WHAT YOU SHOULD DO: Images within the entries are to be omitted; the remainder must be reproduced exactly.

PROVIDED MATERIAL:
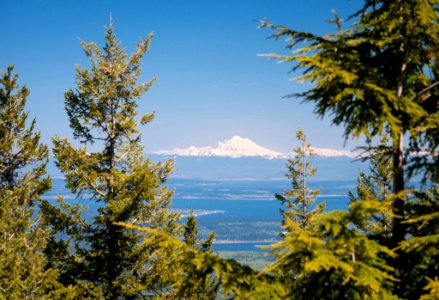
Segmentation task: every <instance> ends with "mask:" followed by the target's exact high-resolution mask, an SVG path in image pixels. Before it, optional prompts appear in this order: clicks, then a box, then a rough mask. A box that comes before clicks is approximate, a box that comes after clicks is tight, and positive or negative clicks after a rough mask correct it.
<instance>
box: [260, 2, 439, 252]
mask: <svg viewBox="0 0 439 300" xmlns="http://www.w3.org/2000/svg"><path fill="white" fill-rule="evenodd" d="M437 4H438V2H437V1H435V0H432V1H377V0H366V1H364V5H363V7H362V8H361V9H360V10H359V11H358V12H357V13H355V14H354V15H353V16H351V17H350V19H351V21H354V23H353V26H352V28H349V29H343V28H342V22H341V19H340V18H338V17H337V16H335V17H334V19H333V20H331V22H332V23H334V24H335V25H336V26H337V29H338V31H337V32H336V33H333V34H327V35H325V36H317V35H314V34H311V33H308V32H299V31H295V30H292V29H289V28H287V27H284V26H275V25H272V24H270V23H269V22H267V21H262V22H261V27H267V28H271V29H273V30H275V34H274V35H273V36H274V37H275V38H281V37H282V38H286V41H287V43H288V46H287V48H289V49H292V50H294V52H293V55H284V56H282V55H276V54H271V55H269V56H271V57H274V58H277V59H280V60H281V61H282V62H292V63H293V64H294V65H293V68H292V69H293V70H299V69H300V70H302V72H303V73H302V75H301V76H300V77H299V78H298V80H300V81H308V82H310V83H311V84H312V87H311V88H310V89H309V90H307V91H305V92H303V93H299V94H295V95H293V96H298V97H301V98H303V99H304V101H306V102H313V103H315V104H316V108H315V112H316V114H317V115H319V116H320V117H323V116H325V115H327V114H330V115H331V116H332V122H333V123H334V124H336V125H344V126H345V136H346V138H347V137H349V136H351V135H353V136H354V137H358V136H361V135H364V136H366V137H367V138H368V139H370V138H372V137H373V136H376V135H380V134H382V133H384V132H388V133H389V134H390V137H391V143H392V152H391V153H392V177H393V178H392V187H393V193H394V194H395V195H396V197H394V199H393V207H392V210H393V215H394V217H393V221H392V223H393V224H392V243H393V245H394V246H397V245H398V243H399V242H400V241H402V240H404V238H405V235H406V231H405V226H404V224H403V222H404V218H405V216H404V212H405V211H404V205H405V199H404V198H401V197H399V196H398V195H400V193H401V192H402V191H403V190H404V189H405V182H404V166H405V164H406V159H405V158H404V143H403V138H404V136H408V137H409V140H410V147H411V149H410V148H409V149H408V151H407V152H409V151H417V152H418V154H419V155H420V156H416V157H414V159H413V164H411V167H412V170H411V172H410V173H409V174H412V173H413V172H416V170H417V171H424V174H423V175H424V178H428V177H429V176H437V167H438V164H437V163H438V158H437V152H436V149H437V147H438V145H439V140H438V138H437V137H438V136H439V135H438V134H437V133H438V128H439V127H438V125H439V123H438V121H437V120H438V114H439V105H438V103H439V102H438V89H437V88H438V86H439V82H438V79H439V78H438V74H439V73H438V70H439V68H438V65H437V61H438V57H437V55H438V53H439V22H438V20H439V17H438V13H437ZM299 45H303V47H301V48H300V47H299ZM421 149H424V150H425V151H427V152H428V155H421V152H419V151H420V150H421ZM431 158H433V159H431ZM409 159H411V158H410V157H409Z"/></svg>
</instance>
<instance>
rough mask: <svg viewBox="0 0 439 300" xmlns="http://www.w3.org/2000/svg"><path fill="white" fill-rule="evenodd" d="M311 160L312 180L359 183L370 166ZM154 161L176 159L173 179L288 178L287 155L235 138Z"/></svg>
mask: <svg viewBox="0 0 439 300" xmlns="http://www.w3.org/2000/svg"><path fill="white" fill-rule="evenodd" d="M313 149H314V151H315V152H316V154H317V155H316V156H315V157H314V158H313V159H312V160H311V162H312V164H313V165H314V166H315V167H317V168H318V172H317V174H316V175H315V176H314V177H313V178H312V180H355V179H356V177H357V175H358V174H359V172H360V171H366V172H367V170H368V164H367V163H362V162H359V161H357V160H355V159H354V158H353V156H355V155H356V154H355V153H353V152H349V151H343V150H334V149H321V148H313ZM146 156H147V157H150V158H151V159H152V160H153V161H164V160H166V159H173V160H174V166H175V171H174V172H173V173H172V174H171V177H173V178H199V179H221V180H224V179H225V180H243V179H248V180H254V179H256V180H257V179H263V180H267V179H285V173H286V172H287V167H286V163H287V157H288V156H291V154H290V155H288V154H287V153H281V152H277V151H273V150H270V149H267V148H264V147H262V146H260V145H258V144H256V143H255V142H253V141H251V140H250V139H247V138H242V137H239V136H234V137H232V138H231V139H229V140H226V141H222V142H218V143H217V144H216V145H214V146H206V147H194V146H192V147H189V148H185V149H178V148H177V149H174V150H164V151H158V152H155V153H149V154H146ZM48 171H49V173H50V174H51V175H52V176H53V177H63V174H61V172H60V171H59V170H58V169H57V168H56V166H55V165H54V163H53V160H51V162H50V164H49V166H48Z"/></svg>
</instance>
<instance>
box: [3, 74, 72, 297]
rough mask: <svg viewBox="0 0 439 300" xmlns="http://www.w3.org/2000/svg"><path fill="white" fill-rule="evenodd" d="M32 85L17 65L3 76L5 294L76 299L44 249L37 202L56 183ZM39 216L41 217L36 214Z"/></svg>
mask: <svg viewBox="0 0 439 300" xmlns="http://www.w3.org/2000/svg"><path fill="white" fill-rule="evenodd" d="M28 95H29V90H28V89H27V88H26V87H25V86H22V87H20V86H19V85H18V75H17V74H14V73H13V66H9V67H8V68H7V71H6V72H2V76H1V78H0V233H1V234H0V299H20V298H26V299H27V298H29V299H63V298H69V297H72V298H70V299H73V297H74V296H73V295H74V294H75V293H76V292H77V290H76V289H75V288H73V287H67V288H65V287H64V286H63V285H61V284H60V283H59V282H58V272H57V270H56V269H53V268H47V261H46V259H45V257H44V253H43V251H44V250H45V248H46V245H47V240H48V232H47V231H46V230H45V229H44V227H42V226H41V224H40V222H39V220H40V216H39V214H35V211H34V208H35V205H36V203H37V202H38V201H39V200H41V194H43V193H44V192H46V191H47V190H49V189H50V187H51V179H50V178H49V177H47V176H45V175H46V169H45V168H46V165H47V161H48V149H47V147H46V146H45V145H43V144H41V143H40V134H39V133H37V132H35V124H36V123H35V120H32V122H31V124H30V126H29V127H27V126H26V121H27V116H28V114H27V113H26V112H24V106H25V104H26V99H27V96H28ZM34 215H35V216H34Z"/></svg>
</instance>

WRITTEN RESPONSE:
Segmentation task: every <instance> ends with "mask:" followed by the target's exact high-resolution mask, an SVG path in image pixels. Before it, optional prompts appear in this order: clicks, then a box, then a rough mask. A box that comes before clicks is approximate, a box that comes after clicks is tight, and positive or negative clicks after a rough mask correct it.
<instance>
box: [260, 2, 439, 252]
mask: <svg viewBox="0 0 439 300" xmlns="http://www.w3.org/2000/svg"><path fill="white" fill-rule="evenodd" d="M437 4H438V2H437V1H435V0H432V1H377V0H366V1H364V5H363V7H362V8H361V9H360V10H359V11H358V12H357V13H355V14H354V15H353V16H351V17H350V19H351V21H354V23H353V26H352V28H349V29H343V28H342V22H341V19H340V18H338V17H337V16H335V17H334V19H333V20H331V22H332V23H334V24H335V25H336V26H337V29H338V31H337V32H336V33H333V34H327V35H325V36H317V35H314V34H311V33H308V32H299V31H295V30H292V29H289V28H287V27H284V26H275V25H272V24H270V23H269V22H267V21H262V22H261V27H267V28H271V29H273V30H275V34H274V35H273V36H274V37H275V38H281V37H282V38H286V41H287V43H288V46H287V48H289V49H292V50H294V52H293V55H284V56H282V55H276V54H271V55H269V56H271V57H274V58H277V59H280V60H281V61H282V62H292V63H293V64H294V65H293V68H292V69H293V70H299V69H300V70H302V72H303V73H302V75H301V76H300V77H299V78H298V80H300V81H308V82H310V83H311V84H312V87H311V88H310V89H309V90H307V91H305V92H303V93H299V94H295V95H293V96H298V97H301V98H303V99H304V101H306V102H313V103H315V104H316V108H315V112H316V114H317V115H319V116H320V117H323V116H325V115H327V114H330V115H331V116H332V122H333V123H334V124H336V125H344V126H345V136H346V138H347V137H349V136H351V135H353V136H354V137H358V136H361V135H364V136H366V137H367V138H368V139H370V138H372V137H373V136H376V135H380V134H382V133H384V132H388V133H389V134H390V137H391V143H392V152H391V153H392V177H393V178H392V187H393V193H394V194H395V195H396V197H394V199H393V207H392V210H393V215H394V217H393V221H392V223H393V224H392V243H393V245H394V246H397V245H398V243H399V242H400V241H402V240H404V238H405V235H406V231H405V226H404V224H403V222H404V218H405V216H404V212H405V211H404V205H405V199H404V198H401V197H399V196H398V195H400V193H401V192H402V191H403V190H404V189H405V182H404V166H405V164H406V159H405V158H404V143H403V138H404V136H408V137H409V140H410V147H411V149H410V148H409V149H408V151H407V152H409V151H417V152H418V154H419V155H420V156H416V157H414V159H413V164H411V167H412V170H411V172H410V173H409V174H412V173H413V172H416V170H417V171H424V174H423V175H424V178H428V177H429V176H437V167H438V164H437V163H438V158H437V152H436V149H437V147H438V145H439V140H438V138H437V137H438V136H439V135H438V134H437V133H438V128H439V127H438V125H439V123H438V121H437V120H438V114H439V105H438V103H439V102H438V89H437V88H438V86H439V82H438V79H439V78H438V74H439V73H438V70H439V68H438V65H437V61H438V57H437V55H438V53H439V22H438V20H439V17H438V13H437ZM299 45H303V47H301V48H300V47H299ZM421 149H424V150H425V151H427V152H428V155H421V152H419V151H420V150H421ZM431 158H433V159H431ZM409 159H411V158H410V157H409Z"/></svg>
</instance>
<instance>
rough mask: <svg viewBox="0 0 439 300" xmlns="http://www.w3.org/2000/svg"><path fill="white" fill-rule="evenodd" d="M311 160L312 180L359 183L370 166ZM154 161L176 159L173 179L288 178L287 155L235 138Z"/></svg>
mask: <svg viewBox="0 0 439 300" xmlns="http://www.w3.org/2000/svg"><path fill="white" fill-rule="evenodd" d="M313 149H314V151H315V152H316V154H317V155H316V156H315V157H314V158H313V159H312V160H311V162H312V164H313V165H314V166H315V167H317V168H318V172H317V174H316V175H315V176H314V177H313V178H312V180H355V179H356V177H357V175H358V174H359V172H360V171H366V172H367V170H368V164H367V163H362V162H359V161H357V160H355V159H354V158H353V156H355V155H356V154H355V153H353V152H349V151H343V150H334V149H321V148H313ZM146 156H147V157H150V158H151V159H152V160H153V161H164V160H166V159H173V160H174V166H175V171H174V172H173V173H172V174H171V177H173V178H199V179H221V180H224V179H225V180H243V179H248V180H254V179H256V180H257V179H263V180H267V179H285V173H286V172H287V167H286V163H287V157H288V156H291V154H290V155H288V154H287V153H281V152H277V151H273V150H270V149H267V148H264V147H262V146H260V145H258V144H256V143H255V142H253V141H251V140H250V139H247V138H242V137H239V136H234V137H232V138H231V139H229V140H226V141H222V142H218V143H217V144H216V145H214V146H206V147H194V146H192V147H189V148H185V149H178V148H177V149H174V150H164V151H158V152H155V153H149V154H146ZM48 171H49V173H50V174H51V175H52V176H53V177H63V174H61V172H60V171H59V170H58V169H57V168H56V166H55V165H54V163H53V160H51V162H50V164H49V166H48Z"/></svg>
</instance>
<instance>
box: [3, 74, 72, 297]
rough mask: <svg viewBox="0 0 439 300" xmlns="http://www.w3.org/2000/svg"><path fill="white" fill-rule="evenodd" d="M32 85L17 65L3 76L5 294L76 299L44 249L37 202L56 183ZM39 216L41 217L36 214Z"/></svg>
mask: <svg viewBox="0 0 439 300" xmlns="http://www.w3.org/2000/svg"><path fill="white" fill-rule="evenodd" d="M28 95H29V90H28V89H27V88H26V87H25V86H22V87H20V86H19V85H18V75H17V74H14V73H13V66H9V67H8V68H7V71H6V72H2V76H1V78H0V233H1V234H0V299H20V298H26V299H27V298H29V299H63V298H69V297H72V298H70V299H73V297H74V296H73V295H74V294H75V293H76V292H77V290H76V289H75V288H73V287H67V288H65V287H64V286H63V285H61V284H60V283H59V282H58V272H57V270H56V269H53V268H47V261H46V259H45V257H44V253H43V251H44V250H45V248H46V245H47V240H48V232H47V231H46V230H45V229H44V227H42V226H41V224H40V222H39V220H40V216H39V214H35V211H34V208H35V205H36V203H37V202H38V201H39V200H41V194H43V193H44V192H46V191H47V190H49V189H50V187H51V179H50V178H49V177H47V176H45V175H46V169H45V168H46V165H47V161H48V149H47V147H46V146H45V145H43V144H41V143H40V134H39V133H37V132H35V124H36V123H35V120H32V122H31V124H30V126H29V127H27V126H26V121H27V116H28V114H27V113H26V112H24V106H25V104H26V99H27V96H28ZM34 215H35V216H34Z"/></svg>
</instance>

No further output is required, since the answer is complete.